- THE PROBLEM: Among the entries below, only the lines from the one with "find the wood grain on tabletop" through the one with "find the crash barrier" are wanted, reproduced exactly. Pictures are not wanted.

- RECORD EXCERPTS:
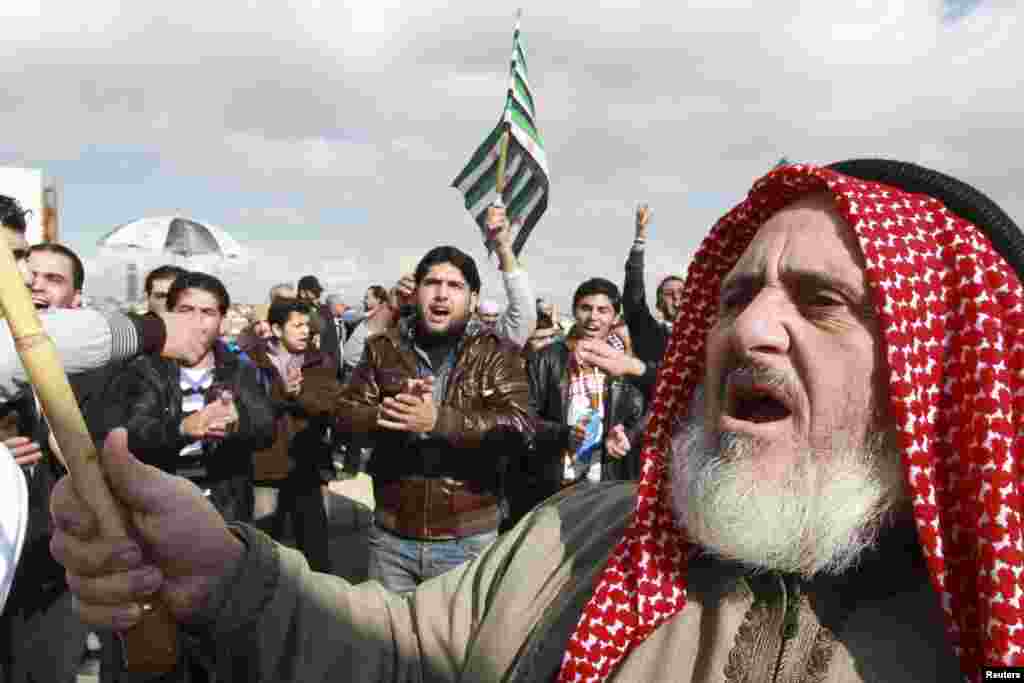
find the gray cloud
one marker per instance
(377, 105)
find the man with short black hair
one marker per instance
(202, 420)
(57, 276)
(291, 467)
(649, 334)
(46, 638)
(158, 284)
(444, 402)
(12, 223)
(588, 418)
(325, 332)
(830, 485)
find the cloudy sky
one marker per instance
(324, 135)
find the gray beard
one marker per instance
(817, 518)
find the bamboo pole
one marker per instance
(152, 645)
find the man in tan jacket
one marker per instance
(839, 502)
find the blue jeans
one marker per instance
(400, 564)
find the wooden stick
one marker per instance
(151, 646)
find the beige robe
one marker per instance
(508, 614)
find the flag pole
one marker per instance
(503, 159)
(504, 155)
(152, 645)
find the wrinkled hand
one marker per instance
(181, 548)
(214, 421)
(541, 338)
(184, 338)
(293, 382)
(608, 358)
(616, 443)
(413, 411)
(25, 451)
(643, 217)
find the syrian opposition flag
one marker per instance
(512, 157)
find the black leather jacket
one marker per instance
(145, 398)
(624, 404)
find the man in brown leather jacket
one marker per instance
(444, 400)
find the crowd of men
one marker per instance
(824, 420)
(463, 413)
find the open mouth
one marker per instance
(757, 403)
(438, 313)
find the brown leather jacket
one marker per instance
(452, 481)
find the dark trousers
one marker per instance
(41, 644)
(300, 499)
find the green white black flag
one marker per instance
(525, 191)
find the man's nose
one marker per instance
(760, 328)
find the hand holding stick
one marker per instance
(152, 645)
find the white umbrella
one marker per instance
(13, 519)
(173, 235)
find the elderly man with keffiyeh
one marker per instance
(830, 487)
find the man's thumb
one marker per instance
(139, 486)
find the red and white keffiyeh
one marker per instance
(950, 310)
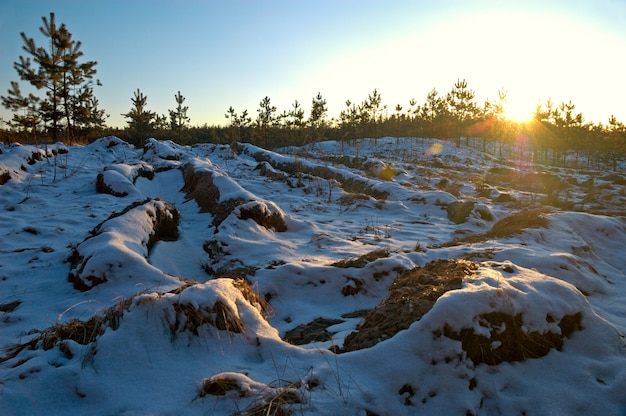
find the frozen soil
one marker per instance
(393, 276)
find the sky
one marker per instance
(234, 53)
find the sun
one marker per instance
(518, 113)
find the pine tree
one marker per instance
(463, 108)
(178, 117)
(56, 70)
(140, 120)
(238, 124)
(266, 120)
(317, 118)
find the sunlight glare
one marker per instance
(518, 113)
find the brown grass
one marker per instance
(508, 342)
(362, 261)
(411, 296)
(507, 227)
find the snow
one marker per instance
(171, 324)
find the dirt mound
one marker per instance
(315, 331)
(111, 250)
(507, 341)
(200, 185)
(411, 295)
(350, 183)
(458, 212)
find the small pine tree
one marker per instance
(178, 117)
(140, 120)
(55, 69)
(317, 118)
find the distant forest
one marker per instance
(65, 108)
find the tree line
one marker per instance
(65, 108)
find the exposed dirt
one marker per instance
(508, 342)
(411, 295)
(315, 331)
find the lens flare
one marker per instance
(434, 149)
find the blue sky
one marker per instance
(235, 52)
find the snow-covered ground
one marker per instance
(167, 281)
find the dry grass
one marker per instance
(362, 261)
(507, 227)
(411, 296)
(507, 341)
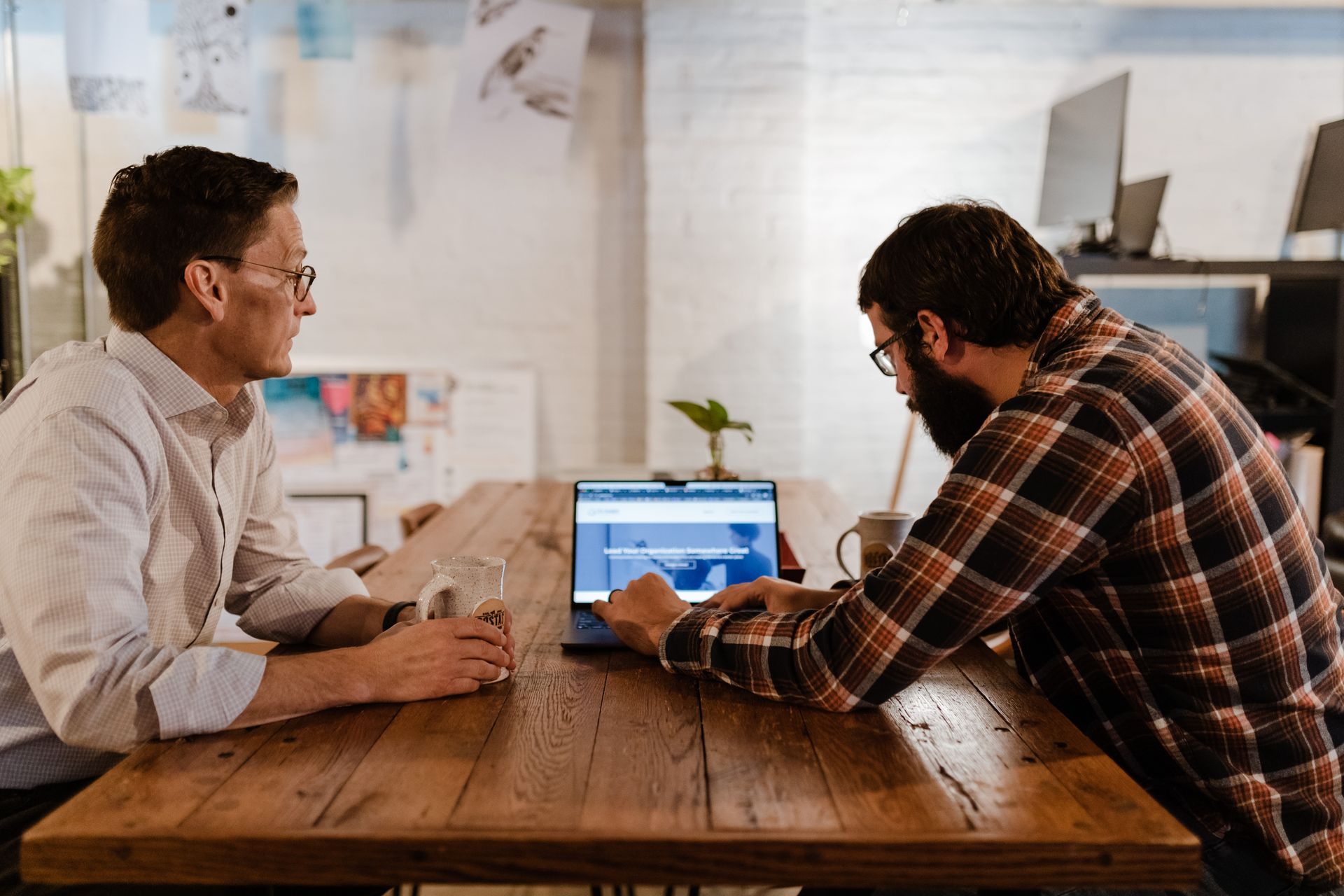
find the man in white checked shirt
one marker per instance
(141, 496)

...

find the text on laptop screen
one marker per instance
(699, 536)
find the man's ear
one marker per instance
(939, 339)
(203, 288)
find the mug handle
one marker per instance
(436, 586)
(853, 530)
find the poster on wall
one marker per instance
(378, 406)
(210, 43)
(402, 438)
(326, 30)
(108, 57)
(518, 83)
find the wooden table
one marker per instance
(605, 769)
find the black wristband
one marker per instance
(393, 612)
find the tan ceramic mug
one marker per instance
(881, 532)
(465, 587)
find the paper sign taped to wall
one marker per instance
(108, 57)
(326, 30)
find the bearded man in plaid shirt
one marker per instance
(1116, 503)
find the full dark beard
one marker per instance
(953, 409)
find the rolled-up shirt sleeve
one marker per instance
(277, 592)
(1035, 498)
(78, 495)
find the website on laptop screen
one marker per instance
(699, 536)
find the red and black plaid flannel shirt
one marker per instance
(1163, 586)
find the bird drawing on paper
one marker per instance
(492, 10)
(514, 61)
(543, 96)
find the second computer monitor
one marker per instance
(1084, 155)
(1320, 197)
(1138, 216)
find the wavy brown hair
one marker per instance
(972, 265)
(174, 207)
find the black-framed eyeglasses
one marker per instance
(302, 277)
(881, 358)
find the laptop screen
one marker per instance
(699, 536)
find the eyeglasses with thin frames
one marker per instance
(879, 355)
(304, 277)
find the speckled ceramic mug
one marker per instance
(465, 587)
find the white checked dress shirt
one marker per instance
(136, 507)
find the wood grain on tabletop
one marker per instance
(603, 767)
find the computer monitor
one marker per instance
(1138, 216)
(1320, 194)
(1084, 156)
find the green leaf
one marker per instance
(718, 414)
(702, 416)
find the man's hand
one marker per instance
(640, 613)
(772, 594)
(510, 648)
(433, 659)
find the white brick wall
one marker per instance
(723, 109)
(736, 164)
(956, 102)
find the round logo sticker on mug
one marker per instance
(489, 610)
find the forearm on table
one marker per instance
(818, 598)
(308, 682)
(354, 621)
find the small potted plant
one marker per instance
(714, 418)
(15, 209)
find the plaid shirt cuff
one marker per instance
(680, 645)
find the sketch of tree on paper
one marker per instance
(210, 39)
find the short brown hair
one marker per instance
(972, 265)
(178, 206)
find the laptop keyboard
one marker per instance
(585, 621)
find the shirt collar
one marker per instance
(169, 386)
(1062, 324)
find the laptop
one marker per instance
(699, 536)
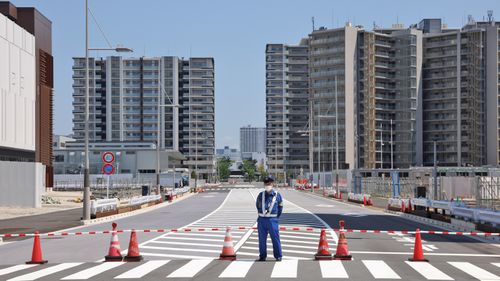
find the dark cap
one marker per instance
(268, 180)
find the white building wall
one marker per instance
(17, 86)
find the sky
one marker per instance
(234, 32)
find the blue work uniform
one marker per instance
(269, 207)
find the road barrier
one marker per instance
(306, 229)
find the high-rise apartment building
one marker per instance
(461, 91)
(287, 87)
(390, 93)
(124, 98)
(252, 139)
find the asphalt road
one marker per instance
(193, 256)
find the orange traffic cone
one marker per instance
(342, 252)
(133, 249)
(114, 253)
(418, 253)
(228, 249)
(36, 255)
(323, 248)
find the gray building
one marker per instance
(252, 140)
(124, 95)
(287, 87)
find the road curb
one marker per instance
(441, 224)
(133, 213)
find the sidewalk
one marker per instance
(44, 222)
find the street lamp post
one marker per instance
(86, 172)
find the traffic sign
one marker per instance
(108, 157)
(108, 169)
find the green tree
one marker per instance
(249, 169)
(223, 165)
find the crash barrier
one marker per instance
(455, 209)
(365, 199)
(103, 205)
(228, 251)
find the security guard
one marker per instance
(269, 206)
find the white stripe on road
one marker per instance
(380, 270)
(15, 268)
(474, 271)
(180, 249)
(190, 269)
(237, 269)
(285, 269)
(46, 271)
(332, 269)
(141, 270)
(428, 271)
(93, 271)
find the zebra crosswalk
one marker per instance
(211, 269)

- TASK RESPONSE:
find the wood grain on tabletop
one marker per instance
(603, 767)
find the computer monitor
one marker per instance
(1138, 216)
(1320, 194)
(1084, 156)
find the green leaf
one marker per instance
(718, 414)
(702, 416)
find the man's hand
one marker per instance
(640, 613)
(772, 594)
(510, 648)
(433, 659)
find the white brick wall
one marker per instance
(723, 109)
(736, 164)
(956, 102)
find the round logo sticker on mug
one marker per instance
(489, 610)
find the forearm on table
one marker per instance
(818, 598)
(308, 682)
(354, 621)
find the small potted plant
one marker per instance
(714, 418)
(15, 209)
find the plaid shirt cuff
one marker per instance
(680, 645)
find the sketch of tree on paper
one marker per instance
(210, 39)
find the short brown hair
one marker per instance
(972, 265)
(178, 206)
find the laptop keyboard
one marker per instance
(585, 621)
find the shirt collar
one marker per instance
(169, 386)
(1062, 324)
find the laptop
one marker per instance
(699, 536)
find the dark cap
one marker per instance
(268, 180)
find the white building wall
one marker per instance
(17, 86)
find the sky
one marker per instance
(234, 32)
find the blue work uniform
one marker per instance
(269, 207)
find the road barrier
one marker per instance
(306, 229)
find the high-rise apartment building
one marker per instance
(461, 91)
(287, 87)
(390, 93)
(124, 98)
(252, 139)
find the asphalt road
one marker per instance
(193, 256)
find the orange traffic cone
one marker per instance
(342, 252)
(133, 249)
(114, 253)
(418, 253)
(228, 249)
(36, 255)
(323, 248)
find the gray building
one marker per instance
(252, 140)
(124, 95)
(287, 87)
find the road curb
one marker per instance
(441, 224)
(133, 213)
find the sidewalk
one marker per instance
(44, 222)
find the street lamp post
one marker per instance
(86, 172)
find the traffic sign
one marker per instance
(108, 157)
(108, 169)
find the green tree
one marker per instance
(249, 169)
(223, 165)
find the crash barrier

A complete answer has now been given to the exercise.